- TASK DETAILS:
Can you show every row below that contains the string "black", copied in full? Case matters, so count only matches with the same capitalization.

---*---

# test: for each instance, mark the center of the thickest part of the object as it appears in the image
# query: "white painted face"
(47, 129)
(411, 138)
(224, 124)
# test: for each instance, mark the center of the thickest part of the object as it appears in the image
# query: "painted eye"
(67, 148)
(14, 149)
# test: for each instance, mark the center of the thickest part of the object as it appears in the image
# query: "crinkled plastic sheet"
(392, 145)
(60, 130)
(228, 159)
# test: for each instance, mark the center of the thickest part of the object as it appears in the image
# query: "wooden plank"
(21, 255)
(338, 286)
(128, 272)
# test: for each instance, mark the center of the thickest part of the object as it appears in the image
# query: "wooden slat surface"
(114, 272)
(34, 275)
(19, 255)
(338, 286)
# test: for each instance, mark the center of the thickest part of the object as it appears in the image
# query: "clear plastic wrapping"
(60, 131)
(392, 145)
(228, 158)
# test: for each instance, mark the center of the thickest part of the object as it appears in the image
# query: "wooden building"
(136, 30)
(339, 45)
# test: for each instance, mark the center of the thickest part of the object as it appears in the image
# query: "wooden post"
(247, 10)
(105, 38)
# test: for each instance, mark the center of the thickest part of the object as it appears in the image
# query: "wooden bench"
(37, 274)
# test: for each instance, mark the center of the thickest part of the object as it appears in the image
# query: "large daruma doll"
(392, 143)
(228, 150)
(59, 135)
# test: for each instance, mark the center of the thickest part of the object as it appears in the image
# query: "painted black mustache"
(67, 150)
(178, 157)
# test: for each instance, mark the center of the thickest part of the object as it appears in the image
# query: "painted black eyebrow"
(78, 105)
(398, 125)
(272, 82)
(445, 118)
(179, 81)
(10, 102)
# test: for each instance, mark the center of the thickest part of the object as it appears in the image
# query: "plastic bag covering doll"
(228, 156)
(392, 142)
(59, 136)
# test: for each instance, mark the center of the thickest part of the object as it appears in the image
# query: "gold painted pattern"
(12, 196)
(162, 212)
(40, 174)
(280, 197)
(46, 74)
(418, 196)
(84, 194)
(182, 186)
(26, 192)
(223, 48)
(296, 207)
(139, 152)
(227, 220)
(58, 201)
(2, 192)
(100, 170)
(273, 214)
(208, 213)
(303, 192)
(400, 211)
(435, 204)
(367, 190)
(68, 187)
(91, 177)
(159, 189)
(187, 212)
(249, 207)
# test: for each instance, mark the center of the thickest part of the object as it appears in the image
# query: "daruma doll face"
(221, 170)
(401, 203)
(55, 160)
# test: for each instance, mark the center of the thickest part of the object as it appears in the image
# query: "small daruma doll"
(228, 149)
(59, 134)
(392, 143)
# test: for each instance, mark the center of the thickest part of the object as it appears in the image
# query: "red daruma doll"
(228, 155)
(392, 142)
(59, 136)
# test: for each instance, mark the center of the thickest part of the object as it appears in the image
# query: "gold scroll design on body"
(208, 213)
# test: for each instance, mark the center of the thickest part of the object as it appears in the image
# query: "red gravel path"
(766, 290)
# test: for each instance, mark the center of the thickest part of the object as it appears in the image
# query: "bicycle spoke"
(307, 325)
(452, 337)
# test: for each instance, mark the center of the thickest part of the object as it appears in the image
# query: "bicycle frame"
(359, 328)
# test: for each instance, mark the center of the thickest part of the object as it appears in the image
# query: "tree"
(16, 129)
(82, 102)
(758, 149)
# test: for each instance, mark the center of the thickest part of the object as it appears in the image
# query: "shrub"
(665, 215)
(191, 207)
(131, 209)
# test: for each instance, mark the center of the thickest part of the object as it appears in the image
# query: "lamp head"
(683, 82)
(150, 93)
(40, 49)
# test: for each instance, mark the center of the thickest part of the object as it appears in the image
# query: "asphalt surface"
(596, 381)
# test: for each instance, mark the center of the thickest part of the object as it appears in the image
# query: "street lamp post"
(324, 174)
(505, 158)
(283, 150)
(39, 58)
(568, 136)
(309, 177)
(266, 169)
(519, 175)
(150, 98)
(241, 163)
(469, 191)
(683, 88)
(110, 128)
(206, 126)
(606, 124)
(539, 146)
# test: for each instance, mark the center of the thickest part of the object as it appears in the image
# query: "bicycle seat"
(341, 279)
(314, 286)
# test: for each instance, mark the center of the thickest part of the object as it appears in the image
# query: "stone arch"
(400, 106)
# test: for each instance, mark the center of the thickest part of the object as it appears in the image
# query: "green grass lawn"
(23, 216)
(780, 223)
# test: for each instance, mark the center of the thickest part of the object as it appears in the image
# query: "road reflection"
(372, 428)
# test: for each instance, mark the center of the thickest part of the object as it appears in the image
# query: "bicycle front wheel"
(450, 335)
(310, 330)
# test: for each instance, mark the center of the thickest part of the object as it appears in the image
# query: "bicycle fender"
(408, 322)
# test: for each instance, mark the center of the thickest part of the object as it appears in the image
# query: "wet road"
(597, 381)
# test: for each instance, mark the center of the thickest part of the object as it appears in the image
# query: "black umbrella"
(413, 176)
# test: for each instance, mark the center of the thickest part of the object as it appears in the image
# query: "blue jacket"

---*---

- RESPONSE BELOW:
# query: "painted black mustache"
# query: "painted black eyebrow"
# query: "black umbrella"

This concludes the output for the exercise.